29 August 2009
 
The Way Things Work- Part 847


(Radio Intercept Operator)
 
You cannot go far wrong in the study of history if you attribute the reasons things happen to money and sex. That is the joy and curse of the human condition; then, it is a simple matter of overlying the unique but common templates of individual tribes (or amalgams of tribes as nation states) upon them.
 
Everything is part of it; alas, it would result in a book so large that it would be quite beyond anyone’s individual ability to read it, much less write it. Remember the impact of the introduction of video CamCorders? We achieved the ability to record life in real time, endless, boring real time. So long that it took as much time to watch as it did to live.
 
There is no time for that. Check the warehouses of data at Fort Meade for the practical application. The advance of technology- and it’s weakness- are the enduring sub-text. So we will hit the highlights here and concentrate on the broad brush.
 
This is the tale of the hunt for the earthly remains of the six Nazis of Operation Pastorius yesterday with a snippet of the complex life of John Edgar Hoover. He was the proximate reason the Nazis were executed, but that is really a subset of the unique tribe he had created at the Justice Department’s Bureau of Investigation, later significantly augmented as the Federal Bureau in 1935 based on a spectacular publicity campaign by Director Hoover.
 
Regrettably, I have money issues this weekend- or better said, the need to continue to get paid, and thus am trapped in Proposal Hell writing ad hoc copy to answer some potentially lucrative government requirements. That means working Saturday and Sunday. Accordingly, we will try to set the stage for the exciting and sexy stuff today; it includes lots of money and mysterious U-Boats, but up front it represents the collision of several small tribes of dedicated and vainglorious professionals on this side of the Atlantic Ocean.

============

*Problem set*.
**A)** Extract a passage from the Operation Pastorius essay, starting at the words "The Way Things" and stopping after "states) upon them.".
**B)** Write what comes next in the Operation Pastorius essay, picking up after its final sentence.
The material that comes next is separate from the Operation Pastorius essay.

============

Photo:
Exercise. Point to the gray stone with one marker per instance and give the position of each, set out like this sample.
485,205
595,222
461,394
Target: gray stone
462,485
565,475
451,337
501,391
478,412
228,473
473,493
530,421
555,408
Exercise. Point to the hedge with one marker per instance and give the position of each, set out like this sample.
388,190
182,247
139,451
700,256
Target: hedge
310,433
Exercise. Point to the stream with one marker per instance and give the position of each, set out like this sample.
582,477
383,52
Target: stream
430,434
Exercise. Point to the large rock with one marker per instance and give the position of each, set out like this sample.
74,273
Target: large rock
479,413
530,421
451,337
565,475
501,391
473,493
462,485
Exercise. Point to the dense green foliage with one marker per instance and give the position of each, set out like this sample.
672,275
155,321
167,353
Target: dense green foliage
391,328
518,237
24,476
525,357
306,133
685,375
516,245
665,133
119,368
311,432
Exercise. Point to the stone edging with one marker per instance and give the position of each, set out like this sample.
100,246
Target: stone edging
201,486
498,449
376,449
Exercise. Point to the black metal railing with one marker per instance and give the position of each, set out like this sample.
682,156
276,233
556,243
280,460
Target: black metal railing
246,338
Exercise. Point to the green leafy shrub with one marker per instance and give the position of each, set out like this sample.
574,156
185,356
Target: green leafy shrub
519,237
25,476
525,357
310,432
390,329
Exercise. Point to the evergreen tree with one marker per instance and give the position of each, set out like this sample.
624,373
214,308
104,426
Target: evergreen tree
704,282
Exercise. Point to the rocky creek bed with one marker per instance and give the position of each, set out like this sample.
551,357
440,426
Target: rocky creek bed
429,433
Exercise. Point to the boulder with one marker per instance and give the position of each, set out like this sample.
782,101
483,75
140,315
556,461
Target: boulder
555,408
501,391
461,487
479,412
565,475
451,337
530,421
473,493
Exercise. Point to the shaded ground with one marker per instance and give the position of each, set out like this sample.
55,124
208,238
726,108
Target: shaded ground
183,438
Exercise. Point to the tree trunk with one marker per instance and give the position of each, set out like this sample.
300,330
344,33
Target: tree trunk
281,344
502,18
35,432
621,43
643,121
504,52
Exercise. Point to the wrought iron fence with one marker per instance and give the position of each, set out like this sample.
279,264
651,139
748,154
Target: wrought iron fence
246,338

============

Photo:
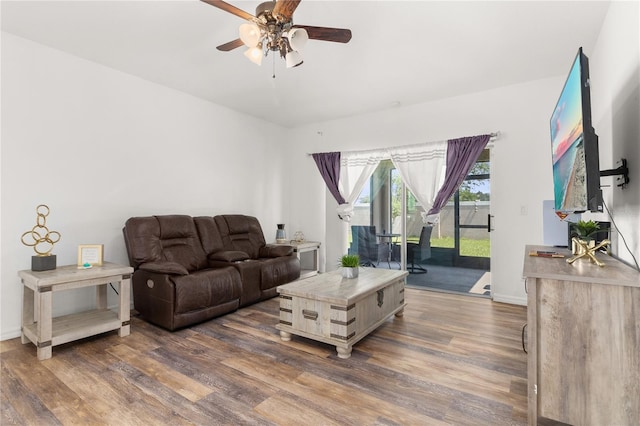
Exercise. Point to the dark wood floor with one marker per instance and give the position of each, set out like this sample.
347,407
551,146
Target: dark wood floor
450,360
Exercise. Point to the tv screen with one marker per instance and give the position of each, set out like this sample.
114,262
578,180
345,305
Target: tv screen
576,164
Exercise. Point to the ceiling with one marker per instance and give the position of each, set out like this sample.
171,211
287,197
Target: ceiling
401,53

============

*Expected outputs*.
**A)**
The Way Things Work- Part 847


(Radio Intercept Operator)
 
You cannot go far wrong in the study of history if you attribute the reasons things happen to money and sex. That is the joy and curse of the human condition; then, it is a simple matter of overlying the unique but common templates of individual tribes (or amalgams of tribes as nation states) upon them.

**B)**
 
For those of you in the business, bear with me. I will be mercifully brief. For those who are not, perhaps this exercise in How Things Work, Part 847, will be useful for understanding this odd world around us.
 
Spies and Cops are the tribes that frame the saga of Operation Pastorius. It was intended to be a companion-piece to the opening of unrestricted submarine warfare along the East Coast of the United States. “Operation Drumbeat” ws the deployment of the high-seas U-oat fleet to American, and is the English translation of the German term “Paukenschlag.”
 
Admiral Wilhelm Canaris thought up the name for the operation, honoring the memory of the leader of the first organized settlement of Germans in America at Germantown, PA. His name was Francis Daniel Pastorius, and it seemed like a propitious christening.
 
It did not work out that way, but for a moment we need to diverge, and talk about technology and tribal culture.
 
The Office of Naval Intelligence is the oldest continuously operating intelligence organizations in the United States. There have been spies in all the nation’s wars, of course, General Washington had dozens, and the Civil War is rife with bold men and women who stole secrets. The key to the War Department’s history of espionage was that it was ad hoc, and organizations and networks were dissolved when no longer necessary.
 
The ONI has a grand tradition, based on the needs of the Fleet. ONI was established under LT T.B.M. Mason in 1882 to "seek out and report" the advancements in other nations' navies. The Service recognized the capability as being of value to share information amongst the various Bureaus and to use the information in justifying funds needed for Navy expansion and modernization.
 
No sex here, but money to be sure. Hence, the intelligence tradition began with the assembly of note-cards of helpful information about foreign ports and technology. I’m an alumnus of that organization, and could drone on for hours about it, but I will spare you.
 
The post-civil war era in America was a lean time for the military. Thousands of veterans migrated overseas to serve as consultants on military matters. The budget shrunk to accommodate the Indian-fighting Army, and hundreds of decrepit Monitors useful primarily in fighting ourselves, should we have chosen to do so.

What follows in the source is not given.